▶ Aim: What do the lines from the one containing "the person sitting" through the end of the entries say? Quote them exactly, and only them.

== Data section

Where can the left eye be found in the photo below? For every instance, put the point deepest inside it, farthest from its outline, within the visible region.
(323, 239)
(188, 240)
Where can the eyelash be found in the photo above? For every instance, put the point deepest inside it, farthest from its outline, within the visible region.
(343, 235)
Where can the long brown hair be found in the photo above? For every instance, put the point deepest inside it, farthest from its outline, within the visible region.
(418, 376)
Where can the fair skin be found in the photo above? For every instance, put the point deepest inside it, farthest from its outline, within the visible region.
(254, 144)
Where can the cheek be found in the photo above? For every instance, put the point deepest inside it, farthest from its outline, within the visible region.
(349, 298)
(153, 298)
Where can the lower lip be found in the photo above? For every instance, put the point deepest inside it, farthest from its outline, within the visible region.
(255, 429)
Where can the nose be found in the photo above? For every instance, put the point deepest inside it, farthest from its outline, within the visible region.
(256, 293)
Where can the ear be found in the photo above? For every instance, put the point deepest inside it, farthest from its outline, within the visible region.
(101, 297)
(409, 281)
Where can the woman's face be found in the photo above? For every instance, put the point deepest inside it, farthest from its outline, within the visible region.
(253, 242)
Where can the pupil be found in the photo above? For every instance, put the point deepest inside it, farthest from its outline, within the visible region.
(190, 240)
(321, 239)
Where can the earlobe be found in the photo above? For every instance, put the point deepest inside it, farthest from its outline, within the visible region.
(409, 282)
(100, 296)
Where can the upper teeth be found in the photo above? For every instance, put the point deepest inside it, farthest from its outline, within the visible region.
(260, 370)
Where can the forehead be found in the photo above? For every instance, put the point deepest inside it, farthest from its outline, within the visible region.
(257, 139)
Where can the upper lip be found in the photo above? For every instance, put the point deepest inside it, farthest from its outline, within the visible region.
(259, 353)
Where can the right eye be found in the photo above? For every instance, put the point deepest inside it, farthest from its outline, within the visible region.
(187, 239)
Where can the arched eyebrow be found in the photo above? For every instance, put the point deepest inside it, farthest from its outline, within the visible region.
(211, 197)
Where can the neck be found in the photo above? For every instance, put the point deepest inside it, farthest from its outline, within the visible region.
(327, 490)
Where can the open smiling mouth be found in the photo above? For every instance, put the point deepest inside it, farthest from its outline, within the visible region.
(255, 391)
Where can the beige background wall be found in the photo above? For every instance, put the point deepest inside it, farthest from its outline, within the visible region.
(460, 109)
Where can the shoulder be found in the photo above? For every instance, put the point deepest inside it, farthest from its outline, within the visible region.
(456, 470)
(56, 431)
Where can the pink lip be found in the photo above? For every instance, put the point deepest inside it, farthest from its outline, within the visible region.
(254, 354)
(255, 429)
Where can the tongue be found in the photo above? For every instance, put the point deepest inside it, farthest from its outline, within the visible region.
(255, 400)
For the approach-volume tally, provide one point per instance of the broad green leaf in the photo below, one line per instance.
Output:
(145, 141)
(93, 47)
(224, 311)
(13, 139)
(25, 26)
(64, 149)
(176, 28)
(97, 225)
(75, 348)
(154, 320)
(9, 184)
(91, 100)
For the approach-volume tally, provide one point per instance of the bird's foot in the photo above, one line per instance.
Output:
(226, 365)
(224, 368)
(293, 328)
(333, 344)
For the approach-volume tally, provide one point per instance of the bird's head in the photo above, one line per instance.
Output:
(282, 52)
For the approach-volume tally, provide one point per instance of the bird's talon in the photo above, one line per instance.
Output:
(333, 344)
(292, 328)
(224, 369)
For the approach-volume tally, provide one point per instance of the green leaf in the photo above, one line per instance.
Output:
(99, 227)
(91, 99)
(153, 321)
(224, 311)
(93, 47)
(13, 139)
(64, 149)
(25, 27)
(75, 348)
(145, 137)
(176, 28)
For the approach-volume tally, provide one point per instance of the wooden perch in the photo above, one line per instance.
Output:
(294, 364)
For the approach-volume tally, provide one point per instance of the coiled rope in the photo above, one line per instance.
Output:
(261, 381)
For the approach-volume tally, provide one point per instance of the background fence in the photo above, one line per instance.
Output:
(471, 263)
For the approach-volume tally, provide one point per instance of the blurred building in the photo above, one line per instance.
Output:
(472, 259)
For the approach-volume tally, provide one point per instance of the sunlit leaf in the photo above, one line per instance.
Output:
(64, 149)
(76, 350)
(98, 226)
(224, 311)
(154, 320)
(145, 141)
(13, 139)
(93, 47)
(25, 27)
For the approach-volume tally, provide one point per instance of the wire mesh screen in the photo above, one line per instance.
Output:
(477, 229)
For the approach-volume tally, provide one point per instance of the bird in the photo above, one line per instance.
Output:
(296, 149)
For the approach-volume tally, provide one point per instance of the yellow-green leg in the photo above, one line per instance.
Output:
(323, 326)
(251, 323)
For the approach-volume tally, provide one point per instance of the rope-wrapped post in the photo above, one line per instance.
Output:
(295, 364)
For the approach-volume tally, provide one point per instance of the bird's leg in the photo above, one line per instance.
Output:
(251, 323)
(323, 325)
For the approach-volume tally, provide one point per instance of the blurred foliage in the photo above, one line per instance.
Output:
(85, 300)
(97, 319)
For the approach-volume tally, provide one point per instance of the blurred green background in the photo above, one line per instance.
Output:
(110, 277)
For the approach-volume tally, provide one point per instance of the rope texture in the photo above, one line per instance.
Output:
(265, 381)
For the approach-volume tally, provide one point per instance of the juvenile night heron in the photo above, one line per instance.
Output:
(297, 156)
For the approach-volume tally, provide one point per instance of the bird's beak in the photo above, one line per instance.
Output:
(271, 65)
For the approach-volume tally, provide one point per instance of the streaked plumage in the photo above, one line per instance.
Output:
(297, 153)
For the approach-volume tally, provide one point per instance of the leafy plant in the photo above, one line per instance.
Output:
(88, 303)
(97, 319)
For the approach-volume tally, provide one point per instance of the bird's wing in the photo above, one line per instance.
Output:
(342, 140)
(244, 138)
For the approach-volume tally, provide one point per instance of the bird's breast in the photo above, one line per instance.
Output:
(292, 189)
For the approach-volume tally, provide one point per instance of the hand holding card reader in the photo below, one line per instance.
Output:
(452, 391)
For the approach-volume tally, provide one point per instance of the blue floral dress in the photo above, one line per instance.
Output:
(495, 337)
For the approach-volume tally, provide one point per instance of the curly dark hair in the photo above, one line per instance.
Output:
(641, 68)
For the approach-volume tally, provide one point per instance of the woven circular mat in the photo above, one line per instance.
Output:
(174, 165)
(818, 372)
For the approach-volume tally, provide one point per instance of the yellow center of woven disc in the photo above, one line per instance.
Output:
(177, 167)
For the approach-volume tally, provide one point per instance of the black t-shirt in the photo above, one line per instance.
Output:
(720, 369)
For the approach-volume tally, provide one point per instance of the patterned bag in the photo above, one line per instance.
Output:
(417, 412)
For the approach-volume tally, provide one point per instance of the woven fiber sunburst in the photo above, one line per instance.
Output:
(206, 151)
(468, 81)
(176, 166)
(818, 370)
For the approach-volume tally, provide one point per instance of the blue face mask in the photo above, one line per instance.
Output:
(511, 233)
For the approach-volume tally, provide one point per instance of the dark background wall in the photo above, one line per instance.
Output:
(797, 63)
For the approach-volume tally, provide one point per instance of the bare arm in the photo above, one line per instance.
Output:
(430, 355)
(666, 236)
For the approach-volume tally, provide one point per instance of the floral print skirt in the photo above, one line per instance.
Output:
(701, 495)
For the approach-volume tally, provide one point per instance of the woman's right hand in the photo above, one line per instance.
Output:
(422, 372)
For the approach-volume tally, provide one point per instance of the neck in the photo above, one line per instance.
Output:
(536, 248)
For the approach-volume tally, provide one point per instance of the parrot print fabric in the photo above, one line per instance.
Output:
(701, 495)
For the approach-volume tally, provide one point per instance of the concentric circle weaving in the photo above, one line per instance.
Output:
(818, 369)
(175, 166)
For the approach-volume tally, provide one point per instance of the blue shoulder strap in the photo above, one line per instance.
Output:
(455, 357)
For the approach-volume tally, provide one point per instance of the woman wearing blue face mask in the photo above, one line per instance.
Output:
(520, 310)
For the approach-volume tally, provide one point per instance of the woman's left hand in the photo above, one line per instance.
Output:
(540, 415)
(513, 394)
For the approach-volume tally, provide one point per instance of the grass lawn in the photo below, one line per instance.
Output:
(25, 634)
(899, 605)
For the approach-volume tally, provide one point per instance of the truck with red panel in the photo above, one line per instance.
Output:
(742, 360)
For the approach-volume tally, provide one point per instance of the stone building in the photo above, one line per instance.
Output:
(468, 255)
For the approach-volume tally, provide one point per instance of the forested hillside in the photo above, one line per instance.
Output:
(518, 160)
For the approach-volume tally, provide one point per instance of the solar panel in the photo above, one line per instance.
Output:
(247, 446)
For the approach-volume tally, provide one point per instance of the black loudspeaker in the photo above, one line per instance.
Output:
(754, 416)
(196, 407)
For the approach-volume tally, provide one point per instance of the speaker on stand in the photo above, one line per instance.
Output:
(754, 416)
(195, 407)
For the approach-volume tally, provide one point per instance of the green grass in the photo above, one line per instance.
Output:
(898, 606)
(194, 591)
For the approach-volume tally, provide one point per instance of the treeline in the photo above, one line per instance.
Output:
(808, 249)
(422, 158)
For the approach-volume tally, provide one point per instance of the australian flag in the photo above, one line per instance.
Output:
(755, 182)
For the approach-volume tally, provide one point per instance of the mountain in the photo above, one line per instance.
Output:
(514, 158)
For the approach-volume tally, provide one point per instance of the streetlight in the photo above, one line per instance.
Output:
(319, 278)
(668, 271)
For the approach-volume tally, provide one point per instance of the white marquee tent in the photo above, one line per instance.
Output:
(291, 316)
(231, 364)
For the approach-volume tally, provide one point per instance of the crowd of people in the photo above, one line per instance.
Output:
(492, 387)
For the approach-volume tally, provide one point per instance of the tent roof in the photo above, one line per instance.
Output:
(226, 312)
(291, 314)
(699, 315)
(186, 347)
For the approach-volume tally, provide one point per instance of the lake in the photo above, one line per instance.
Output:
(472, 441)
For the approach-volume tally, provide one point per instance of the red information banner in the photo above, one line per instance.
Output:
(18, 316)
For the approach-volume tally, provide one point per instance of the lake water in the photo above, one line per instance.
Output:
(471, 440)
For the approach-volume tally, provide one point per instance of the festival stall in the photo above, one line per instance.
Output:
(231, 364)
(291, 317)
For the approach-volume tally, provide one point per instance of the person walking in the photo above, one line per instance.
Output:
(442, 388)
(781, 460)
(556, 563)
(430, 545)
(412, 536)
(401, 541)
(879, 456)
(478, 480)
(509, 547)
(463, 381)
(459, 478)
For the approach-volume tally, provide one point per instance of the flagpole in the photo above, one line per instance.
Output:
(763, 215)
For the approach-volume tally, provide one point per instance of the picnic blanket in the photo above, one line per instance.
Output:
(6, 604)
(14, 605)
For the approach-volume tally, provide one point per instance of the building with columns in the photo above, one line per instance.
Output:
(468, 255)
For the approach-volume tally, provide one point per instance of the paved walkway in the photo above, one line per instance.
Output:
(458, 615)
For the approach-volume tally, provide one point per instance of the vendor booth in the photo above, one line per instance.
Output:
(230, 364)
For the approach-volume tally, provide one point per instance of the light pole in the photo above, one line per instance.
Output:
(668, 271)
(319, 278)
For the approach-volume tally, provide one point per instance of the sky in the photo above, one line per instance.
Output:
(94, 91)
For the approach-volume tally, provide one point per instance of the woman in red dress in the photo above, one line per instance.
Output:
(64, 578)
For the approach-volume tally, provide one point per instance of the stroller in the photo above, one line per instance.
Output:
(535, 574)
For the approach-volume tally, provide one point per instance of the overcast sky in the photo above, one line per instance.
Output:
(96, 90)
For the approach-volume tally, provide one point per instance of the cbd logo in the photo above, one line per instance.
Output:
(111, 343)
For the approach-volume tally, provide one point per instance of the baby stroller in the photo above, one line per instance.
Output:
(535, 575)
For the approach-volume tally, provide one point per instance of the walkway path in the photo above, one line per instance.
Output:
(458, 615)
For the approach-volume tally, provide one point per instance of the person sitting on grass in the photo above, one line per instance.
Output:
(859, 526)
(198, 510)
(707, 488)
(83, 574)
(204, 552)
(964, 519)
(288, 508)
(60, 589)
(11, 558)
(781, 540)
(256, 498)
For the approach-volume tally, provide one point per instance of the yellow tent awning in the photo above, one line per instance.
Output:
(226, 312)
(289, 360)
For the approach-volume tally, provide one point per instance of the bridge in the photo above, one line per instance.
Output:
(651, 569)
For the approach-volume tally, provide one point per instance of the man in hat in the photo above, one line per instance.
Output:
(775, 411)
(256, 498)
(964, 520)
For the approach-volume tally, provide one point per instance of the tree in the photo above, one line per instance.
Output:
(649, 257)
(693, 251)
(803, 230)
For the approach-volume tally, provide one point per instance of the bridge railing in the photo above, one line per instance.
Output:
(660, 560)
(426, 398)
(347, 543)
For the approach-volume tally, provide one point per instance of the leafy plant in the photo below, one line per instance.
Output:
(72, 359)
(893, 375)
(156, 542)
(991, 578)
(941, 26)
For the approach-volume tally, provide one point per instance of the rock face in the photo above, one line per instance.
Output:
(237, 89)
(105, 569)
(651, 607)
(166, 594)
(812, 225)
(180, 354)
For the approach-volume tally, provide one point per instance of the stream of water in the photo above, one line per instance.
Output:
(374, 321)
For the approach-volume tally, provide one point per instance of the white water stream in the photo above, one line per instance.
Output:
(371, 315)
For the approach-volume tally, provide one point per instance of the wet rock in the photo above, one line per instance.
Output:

====

▶ Exercise result:
For the approach-volume tally, provide one point per instance of the person sitting on grass in the photo above, one line per instance.
Output:
(859, 526)
(198, 510)
(707, 488)
(83, 574)
(204, 552)
(964, 519)
(288, 508)
(60, 589)
(11, 558)
(781, 540)
(256, 498)
For the approach-volume tally, provide one point per instance of the yellow tent awning in the photo above, one line per instance.
Output:
(226, 312)
(289, 360)
For the approach-volume tally, provide one point per instance of the bridge in the photo above, one line per instance.
Output:
(651, 569)
For the approach-volume tally, provide one point per instance of the man in hat in the photo above, one line per instance.
Output:
(775, 411)
(256, 498)
(964, 520)
For the approach-volume tally, provide one point per instance of the tree in the photo above, one line per instance.
Output:
(649, 257)
(693, 251)
(803, 230)
For the approach-volume tally, provide one point per instance of the bridge railing in the photo above, one line per instance.
Output:
(660, 560)
(426, 398)
(347, 543)
For the approach-volume tally, provide one point per instance of the leafy plant in the photo below, one line per instance.
Output:
(72, 359)
(893, 375)
(156, 542)
(991, 578)
(941, 26)
For the approach-volume tally, provide one point per instance of the rock face in the photo above, one line per instance.
Output:
(237, 89)
(105, 569)
(651, 607)
(166, 594)
(812, 225)
(180, 354)
For the approach-volume tally, provide one point per instance of the stream of water in the photo above, one line per instance.
Output:
(374, 321)
For the approach-volume tally, provide one point per instance of the white water stream in the photo above, one line per instance.
Output:
(371, 315)
For the approach-volume tally, provide one point per instance of the wet rock in the photo above, one line per instance.
Output:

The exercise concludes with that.